'''

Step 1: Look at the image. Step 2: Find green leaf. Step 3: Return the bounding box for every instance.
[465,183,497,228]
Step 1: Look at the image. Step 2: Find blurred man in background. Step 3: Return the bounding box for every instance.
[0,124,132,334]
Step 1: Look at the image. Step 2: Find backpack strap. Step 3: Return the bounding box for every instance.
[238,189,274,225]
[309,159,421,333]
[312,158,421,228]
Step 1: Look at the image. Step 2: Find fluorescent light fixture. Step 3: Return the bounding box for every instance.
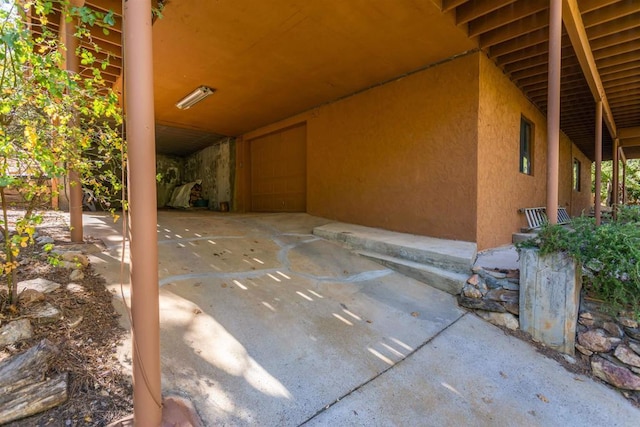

'''

> **Exercise aim**
Only the words belong in your copy: restate the data above exactly and leave the images out.

> **Answer for this exercise**
Step 1: Look at the image. Step 2: Find green leaf. Step 3: Return the bounding box for every instance.
[465,183,497,228]
Step 1: Look at the image. Step 2: Find blurred man in background. Step 3: Return the bounding box for every instance.
[0,124,132,334]
Step 1: Look at the image. Step 2: Find backpack strap. Step 3: Return the bounding box for every instance.
[238,189,274,225]
[309,159,421,333]
[312,158,421,228]
Step 1: Look at the image. Step 2: Find fluorescent light fixture. Step 3: Return the bounding box for every instance.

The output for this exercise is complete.